How to complete this task -
Please answer these from the exercise text:
(a) What percentage of gross national income does the Government commit to spend on overseas aid?
(b) Which BBC2 documentary is named?
(c) What two topics did that documentary's second episode deal with?

Exercise text -

Benjamin Netanyahu suggests that European Jews should migrate to a safer Israel. What, with “thousands” of rockets raining down on it whenever there is the occasional war? I am baffled.
Now start spending aid where it’s needed
The Government’s move to enshrine into law the commitment to spend 0.7 per cent of gross national income on overseas aid is news worth celebrating. This is key to securing vital resources that could change the lives of many people in poverty for the better. Yet government must change how it spends aid, not just how much, to ensure it’s a force for good.
Much UK aid is being used to leverage policy reform in recipient countries that is putting economic development in the hands of corporations, including multinationals. Millions in UK aid is helping to privatise services, remove important trade regulations and put vital resources in the hands of big business. Radical change is needed. The Government must now shift its aid policy to put poor communities, not corporations, first.
Global Justice Now
Silly party games at the Commons
The second episode of BBC2’s documentary Inside the Commons made me very angry indeed.
One assumes that the authorities had granted permission and access to film in Parliament because they earnestly believed that it would show what a jolly hard-working and diligent bunch they are. They could not have been more wrong. This episode dealt with filibustering and private members’ Bills.
Filibustering is the technique whereby members opposed to a Bill waffle on interminably, so that the Bill is defeated by lack of time. In the example shown, it was a smug Tory MP doing the filibustering; and didn’t he look pleased with himself? It could have been filmed at a sixth-form debating society.
The package on private members’ Bills showed how MPs had to camp out, 24 hours a day, opposite the office of a fierce-looking lady who had the power to give them the chance of progressing some cause in which they strongly believed, on a first come, first served basis.

Data for analysis -
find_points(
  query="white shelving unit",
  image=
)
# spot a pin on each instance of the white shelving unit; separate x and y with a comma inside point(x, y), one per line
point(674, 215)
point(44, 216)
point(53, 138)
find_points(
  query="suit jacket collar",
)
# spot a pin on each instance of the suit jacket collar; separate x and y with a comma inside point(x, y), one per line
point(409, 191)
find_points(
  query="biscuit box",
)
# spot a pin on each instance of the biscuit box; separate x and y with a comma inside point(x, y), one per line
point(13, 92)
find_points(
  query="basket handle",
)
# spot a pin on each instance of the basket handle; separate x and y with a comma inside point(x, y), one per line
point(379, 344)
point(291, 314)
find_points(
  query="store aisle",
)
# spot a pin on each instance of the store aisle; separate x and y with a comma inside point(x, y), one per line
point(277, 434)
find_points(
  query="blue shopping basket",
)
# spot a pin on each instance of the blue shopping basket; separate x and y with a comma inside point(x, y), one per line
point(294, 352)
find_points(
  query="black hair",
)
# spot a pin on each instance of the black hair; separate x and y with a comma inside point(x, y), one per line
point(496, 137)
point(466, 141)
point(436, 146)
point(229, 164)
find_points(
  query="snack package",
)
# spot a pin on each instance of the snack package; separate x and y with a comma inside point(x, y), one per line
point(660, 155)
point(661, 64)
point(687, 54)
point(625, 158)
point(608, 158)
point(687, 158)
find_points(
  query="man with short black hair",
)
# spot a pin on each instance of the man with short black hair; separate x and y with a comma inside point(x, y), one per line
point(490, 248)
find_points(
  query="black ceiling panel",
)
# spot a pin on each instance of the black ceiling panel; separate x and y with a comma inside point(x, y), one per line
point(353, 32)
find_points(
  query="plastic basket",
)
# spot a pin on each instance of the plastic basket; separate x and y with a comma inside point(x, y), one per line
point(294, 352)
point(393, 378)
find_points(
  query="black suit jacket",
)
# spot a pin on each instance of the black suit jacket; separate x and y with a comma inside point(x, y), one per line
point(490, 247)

Solved problem -
(a) 0.7 per cent
(b) Inside the Commons
(c) Filibustering and private members' Bills